> [PROBLEM DETAILS]
The entries shown next need to be written again word for word.

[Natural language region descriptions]
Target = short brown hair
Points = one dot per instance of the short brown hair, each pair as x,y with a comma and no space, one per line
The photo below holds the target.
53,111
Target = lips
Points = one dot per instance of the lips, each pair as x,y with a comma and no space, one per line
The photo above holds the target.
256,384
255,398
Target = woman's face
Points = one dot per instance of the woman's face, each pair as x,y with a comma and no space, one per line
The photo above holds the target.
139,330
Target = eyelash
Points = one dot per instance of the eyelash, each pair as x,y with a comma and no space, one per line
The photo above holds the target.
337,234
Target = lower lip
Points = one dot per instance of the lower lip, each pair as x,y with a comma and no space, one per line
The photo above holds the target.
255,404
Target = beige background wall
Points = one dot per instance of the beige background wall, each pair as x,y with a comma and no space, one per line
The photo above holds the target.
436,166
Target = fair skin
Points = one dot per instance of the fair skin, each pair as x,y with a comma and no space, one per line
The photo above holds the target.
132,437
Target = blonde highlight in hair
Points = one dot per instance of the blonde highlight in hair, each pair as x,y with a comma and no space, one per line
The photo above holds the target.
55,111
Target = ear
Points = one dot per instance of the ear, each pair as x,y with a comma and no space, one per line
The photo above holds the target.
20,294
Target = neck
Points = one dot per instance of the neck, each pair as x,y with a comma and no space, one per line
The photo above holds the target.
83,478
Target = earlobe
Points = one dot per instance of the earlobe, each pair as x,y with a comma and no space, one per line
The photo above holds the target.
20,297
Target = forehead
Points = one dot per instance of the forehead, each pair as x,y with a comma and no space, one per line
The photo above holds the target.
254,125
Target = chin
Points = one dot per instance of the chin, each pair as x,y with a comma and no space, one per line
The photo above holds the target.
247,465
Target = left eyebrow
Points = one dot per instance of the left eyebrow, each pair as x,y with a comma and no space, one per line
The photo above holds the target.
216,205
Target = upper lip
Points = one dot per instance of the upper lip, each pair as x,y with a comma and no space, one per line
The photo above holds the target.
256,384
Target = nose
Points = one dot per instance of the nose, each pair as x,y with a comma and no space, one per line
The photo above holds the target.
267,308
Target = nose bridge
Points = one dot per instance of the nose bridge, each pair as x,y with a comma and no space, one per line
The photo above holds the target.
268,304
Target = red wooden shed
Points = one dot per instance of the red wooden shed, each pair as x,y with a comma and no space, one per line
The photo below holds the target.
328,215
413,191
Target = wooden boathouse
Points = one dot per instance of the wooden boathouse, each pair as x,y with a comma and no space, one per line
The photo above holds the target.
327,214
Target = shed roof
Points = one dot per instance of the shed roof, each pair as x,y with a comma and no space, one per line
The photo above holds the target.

> [ANSWER TO THIS TASK]
Target = short brown hair
Points = one dot per instance of the short brown hair, each pair as x,y with a comma and no space, one per line
The photo below holds the target.
53,111
Target = lips
Points = one dot per instance of the lips, each pair as x,y with a comma and no space, one per line
The photo above holds the target.
256,384
255,398
Target = woman's face
Points = one dot per instance of the woman's face, each pair as x,y with a comma and no space, one per line
The photo above holds the target.
139,330
Target = eyelash
Points = one dot per instance of the eyelash, each pair as x,y with a comma and no space, one per line
The photo above holds the target.
337,234
Target = lower lip
Points = one dot per instance of the lower lip, each pair as x,y with a comma and no space, one per line
The photo above holds the target.
255,404
Target = beige background wall
Points = one dot per instance of the beige background wall, each pair as x,y with a comma and no space, one per line
The photo above holds the target.
436,166
Target = fair skin
Points = one dot per instance of the fair skin, each pair as x,y with a comma and no space, one per line
The photo above holds the target.
132,437
Target = blonde highlight in hair
Points = one dot per instance of the blonde highlight in hair, each pair as x,y with a comma and no space, one per line
The photo above holds the target.
55,111
Target = ear
Points = one dot per instance of the ear, each pair as x,y with a comma and no space, one per line
The photo above holds the target.
20,294
Target = neck
Points = one dot per instance of the neck, each pair as x,y with a comma and no space, one per line
The photo above holds the target.
83,478
Target = earlobe
Points = one dot per instance of the earlobe, each pair as x,y with a comma and no space, one per line
The photo above holds the target.
20,297
Target = forehead
Points = one dot per instance of the forehead, each pair as x,y with a comma and no space, one per line
The photo above holds the target.
254,125
Target = chin
Points = one dot per instance of the chin, each pair as x,y with a comma and no space, one per line
The photo above holds the target.
247,465
Target = left eyebrow
Points = one dot per instance of the left eyebrow, each pair as x,y with a comma and no space, one per line
The photo above holds the target.
216,205
Target = upper lip
Points = one dot per instance of the upper lip, each pair as x,y with a comma and no space, one per line
The photo above holds the target.
256,384
Target = nose
Points = one dot per instance of the nose, each pair as x,y with a comma and no space, one per line
The photo above holds the target.
267,308
Target = nose bridge
Points = one dot per instance of the nose bridge, each pair as x,y with a comma and no space, one per line
The photo above holds the target.
268,304
Target = red wooden shed
Points = one dot per instance of the red wooden shed, each pair as x,y with a comma and no space, one per line
The photo below holds the target.
328,215
413,191
Target = wooden boathouse
Points = one dot per instance of the wooden boathouse, each pair as x,y with a comma and no space, one per line
The photo above holds the target.
327,214
Target = shed roof
Points = one dot per instance of the shed roof, each pair as x,y with a comma and no space, one per line
The photo above holds the target.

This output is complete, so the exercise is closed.